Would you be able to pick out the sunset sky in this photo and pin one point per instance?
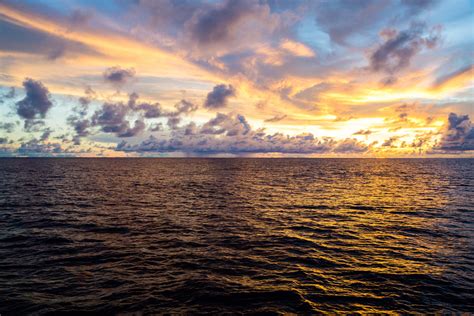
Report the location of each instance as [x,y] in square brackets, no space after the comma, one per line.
[237,78]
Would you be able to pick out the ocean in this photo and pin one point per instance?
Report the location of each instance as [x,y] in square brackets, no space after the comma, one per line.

----------

- _Task statement_:
Retype all the data exactly, please, without pictures.

- _Expected answer_:
Would you be able to pick out the sunset sky in this photo and pin one point per instance?
Report the location of each instance as [x,y] in square brackets, no space after the comma, one per line.
[237,78]
Would you be able to pick out the ocean in this photo and pin one point per instance?
Report the location of each instance as [x,y] in square brackets, no space after the comma, one per line.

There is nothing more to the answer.